Task brief
Can you retype every one of the rows below character for character, changing nothing?

Dataset excerpts
----
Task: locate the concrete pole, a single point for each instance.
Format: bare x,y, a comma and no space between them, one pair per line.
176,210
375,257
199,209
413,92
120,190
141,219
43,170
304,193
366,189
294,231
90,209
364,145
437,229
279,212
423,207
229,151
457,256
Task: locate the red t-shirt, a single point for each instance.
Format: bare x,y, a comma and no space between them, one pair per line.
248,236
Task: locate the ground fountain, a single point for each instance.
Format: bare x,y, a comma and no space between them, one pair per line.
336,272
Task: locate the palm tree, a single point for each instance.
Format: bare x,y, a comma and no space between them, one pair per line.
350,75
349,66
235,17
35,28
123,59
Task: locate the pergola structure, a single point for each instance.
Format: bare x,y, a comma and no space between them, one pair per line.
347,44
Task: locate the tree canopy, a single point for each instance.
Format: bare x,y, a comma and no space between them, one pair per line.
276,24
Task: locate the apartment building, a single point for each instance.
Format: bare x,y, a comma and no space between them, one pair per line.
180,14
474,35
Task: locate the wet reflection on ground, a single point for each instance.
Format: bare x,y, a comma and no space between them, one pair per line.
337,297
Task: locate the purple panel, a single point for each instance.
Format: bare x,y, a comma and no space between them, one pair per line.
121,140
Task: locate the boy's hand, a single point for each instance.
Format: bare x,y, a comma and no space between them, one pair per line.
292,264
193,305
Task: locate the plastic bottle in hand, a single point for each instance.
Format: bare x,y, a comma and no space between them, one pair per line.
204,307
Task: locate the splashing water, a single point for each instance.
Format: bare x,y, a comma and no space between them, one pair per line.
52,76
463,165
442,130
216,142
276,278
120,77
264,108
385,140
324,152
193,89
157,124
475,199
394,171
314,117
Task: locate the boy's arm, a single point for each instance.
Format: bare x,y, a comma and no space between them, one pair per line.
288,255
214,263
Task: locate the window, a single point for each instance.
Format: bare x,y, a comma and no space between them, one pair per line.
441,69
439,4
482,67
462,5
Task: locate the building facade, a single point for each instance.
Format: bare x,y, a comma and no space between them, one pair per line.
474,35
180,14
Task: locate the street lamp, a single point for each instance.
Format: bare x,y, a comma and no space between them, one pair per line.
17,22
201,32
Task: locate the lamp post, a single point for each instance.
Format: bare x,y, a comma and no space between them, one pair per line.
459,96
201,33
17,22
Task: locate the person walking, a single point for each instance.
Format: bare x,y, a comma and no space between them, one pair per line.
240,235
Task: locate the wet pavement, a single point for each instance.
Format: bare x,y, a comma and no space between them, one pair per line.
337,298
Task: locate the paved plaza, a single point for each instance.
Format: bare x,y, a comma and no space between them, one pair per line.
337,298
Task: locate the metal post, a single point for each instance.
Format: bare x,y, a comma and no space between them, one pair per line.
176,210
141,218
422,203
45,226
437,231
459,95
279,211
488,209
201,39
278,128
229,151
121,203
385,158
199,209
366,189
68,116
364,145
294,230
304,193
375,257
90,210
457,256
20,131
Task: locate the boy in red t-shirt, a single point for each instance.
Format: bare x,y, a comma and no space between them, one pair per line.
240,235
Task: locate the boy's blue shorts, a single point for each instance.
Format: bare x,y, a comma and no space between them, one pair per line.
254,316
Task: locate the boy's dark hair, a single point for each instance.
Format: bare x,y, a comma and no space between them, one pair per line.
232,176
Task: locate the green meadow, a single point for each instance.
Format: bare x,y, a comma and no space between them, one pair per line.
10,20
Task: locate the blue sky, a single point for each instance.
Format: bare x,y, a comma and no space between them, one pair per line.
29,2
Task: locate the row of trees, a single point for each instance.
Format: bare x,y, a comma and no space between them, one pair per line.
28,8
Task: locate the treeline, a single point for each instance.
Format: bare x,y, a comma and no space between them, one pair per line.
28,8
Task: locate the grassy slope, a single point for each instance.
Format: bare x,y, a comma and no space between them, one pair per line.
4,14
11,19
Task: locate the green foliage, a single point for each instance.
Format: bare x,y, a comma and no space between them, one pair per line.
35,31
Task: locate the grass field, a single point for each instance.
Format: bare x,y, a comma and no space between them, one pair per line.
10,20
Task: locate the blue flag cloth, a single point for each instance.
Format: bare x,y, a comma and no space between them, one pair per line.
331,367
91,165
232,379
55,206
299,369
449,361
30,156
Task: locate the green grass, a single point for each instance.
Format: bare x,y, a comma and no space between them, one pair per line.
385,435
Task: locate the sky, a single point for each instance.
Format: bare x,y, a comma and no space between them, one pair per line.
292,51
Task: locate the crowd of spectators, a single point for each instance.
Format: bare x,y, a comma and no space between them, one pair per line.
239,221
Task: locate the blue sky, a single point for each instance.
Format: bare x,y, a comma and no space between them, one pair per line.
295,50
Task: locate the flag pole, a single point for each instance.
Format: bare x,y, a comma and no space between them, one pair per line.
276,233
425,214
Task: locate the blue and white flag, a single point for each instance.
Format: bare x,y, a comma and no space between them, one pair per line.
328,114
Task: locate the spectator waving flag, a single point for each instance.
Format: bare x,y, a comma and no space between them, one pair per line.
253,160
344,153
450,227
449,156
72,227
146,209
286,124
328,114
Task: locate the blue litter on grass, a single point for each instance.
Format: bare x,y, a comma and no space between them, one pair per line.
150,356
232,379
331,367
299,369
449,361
----
Full answer
Task: locate the concrete pole, a single point for each instance.
Format: bare x,y, a comma and no space between them, one pair per line.
176,210
375,257
199,209
413,92
120,190
141,219
43,170
304,193
366,189
294,231
90,209
364,145
437,229
279,212
423,207
229,151
457,256
Task: locate the red t-shirt, a single point for each instance.
Format: bare x,y, a comma and no space between them, one pair per line.
248,236
Task: locate the ground fountain, a single point for each instance.
Format: bare x,y, a comma and no space between them, one pair per line.
336,272
Task: locate the palm tree, a single point for each instance.
Format: bare x,y, a comma and no space between them, one pair per line.
350,75
349,66
235,17
35,28
123,59
Task: locate the pergola structure, a single point for each instance.
Format: bare x,y, a comma and no space between them, one pair per line.
347,44
Task: locate the tree canopy, a single point for each instance.
Format: bare x,y, a comma and no space between them, one pair per line.
276,24
Task: locate the apartment building, a single point for each instance.
Format: bare x,y, a comma and no space between them, one pair per line.
180,14
474,35
Task: locate the wet reflection on ground, a single point for each instance.
Format: bare x,y, a comma and no space between them, one pair per line.
337,297
Task: locate the purple panel, a single point for each instance.
Format: bare x,y, a comma and no space between them, one pair per line.
121,140
Task: locate the boy's hand, a single point for each instance.
Format: bare x,y, a comma and no space between them, one pair per line.
292,264
193,305
Task: locate the plastic bottle in hand, a single point for each instance.
Format: bare x,y, a comma and no space between them, one pair per line.
204,307
Task: locate the splashing water, a single point for each instance.
Format: bare x,y, a comma and no space between them, one pair per line.
52,76
463,165
442,130
216,142
276,278
120,77
264,108
385,140
324,152
193,89
157,124
475,199
394,171
314,117
Task: locate the boy's arm, a single point for each instance.
Format: bare x,y, a comma and no space between them, one pair per line.
288,255
214,263
Task: locate the window, a single point for each instance.
Format: bare x,y, a comma and no space between them, one pair per line.
441,69
439,4
482,67
462,5
Task: locate the building facade, a single point for each instance.
Format: bare x,y, a comma and no space between them, one pair per line.
474,35
180,14
Task: locate the street lamp, a single point for each instance.
Format: bare x,y, a comma and no space between them, one pair per line.
17,22
201,32
Task: locate the lamp post, a single point for each instance.
Format: bare x,y, a comma and no space between them, one pair per line.
459,96
201,33
17,22
Task: locate the person walking, a single point for each instance.
Format: bare x,y, a comma and no space between them, one pair per line.
240,235
Task: locate the wet pavement, a single point for each instance.
Format: bare x,y, a comma and no space between them, one pair per line.
337,298
Task: locate the paved plaza, a single point for each instance.
Format: bare x,y, a comma and no space between them, one pair per line.
337,298
Task: locate the metal post, a single point for each instance.
Format: bare x,y, a comma and no space between them, one pair per line.
176,210
141,218
422,203
45,226
437,231
459,95
279,211
488,209
201,39
278,128
229,151
121,203
385,158
199,209
366,189
68,116
364,145
294,230
304,193
375,257
90,210
457,256
20,131
Task: locate the boy in red t-shirt, a single point for each instance.
Format: bare x,y, a comma and no space between them, one pair per line.
240,235
Task: locate the boy's blue shorts, a single point for each instance.
Format: bare x,y, a comma and no space between them, one pair per line.
254,316
Task: locate the boy's dark hair, a single point for each instance.
Format: bare x,y, a comma and no space between them, one pair per line.
232,176
Task: locate the green meadow, a single point for each instance.
Format: bare x,y, a comma and no space between them, one pair per line.
10,20
Task: locate the blue sky, a single point for each instance.
Format: bare x,y, a comma and no space between them, one pair per line.
29,2
Task: locate the row of trees, a single point for each instance.
Format: bare x,y, a comma and no space between them, one pair per line.
28,8
Task: locate the treeline, a single point for each instance.
Format: bare x,y, a comma and no space between them, one pair per line.
28,8
Task: locate the grassy slope, a single point for each instance.
Format: bare x,y, a comma and no space between them, one pair per line.
4,14
11,19
Task: locate the green foliage, a single point for each instance.
Format: bare x,y, a comma and no space between them, one pair per line.
35,31
Task: locate the grass field, a single point for each instance.
Format: bare x,y, a comma and no space between them, one pair per line.
10,20
Task: locate the blue flag cloth, a single point for each instance.
Format: bare x,y, a comma and no space between them, one pair per line.
331,367
91,165
232,379
55,206
299,369
449,361
30,156
Task: locate the green grass, a single point for each instance.
Format: bare x,y, a comma and no space between them, one pair per line.
385,435
Task: locate the sky, a single point for each instance.
Format: bare x,y, a comma and no space between them, one pair per line.
292,51
Task: locate the crowd of spectators, a single point for each instance.
Format: bare x,y, a comma and no space between them, one pair per line.
239,221
Task: locate the blue sky, a single point for each instance.
Format: bare x,y, a comma and no space between them, one pair per line.
295,50
Task: locate the flag pole, a single point for each instance.
Format: bare x,y, a comma and no space between them, one pair per line.
276,233
425,214
Task: locate the blue and white flag, a single point for each instance.
Format: bare x,y, a comma and no space between them, one pair per line.
328,114
Task: locate the spectator waving flag, a single point for each instance.
Format: bare x,y, a comma and no space between them, one pair per line.
253,160
344,153
450,227
449,156
72,227
146,209
286,124
328,114
Task: locate the blue litter on grass, a single point for each instance.
Format: bare x,y, a comma and no space between them, one pair per line.
150,356
232,379
331,367
299,369
449,361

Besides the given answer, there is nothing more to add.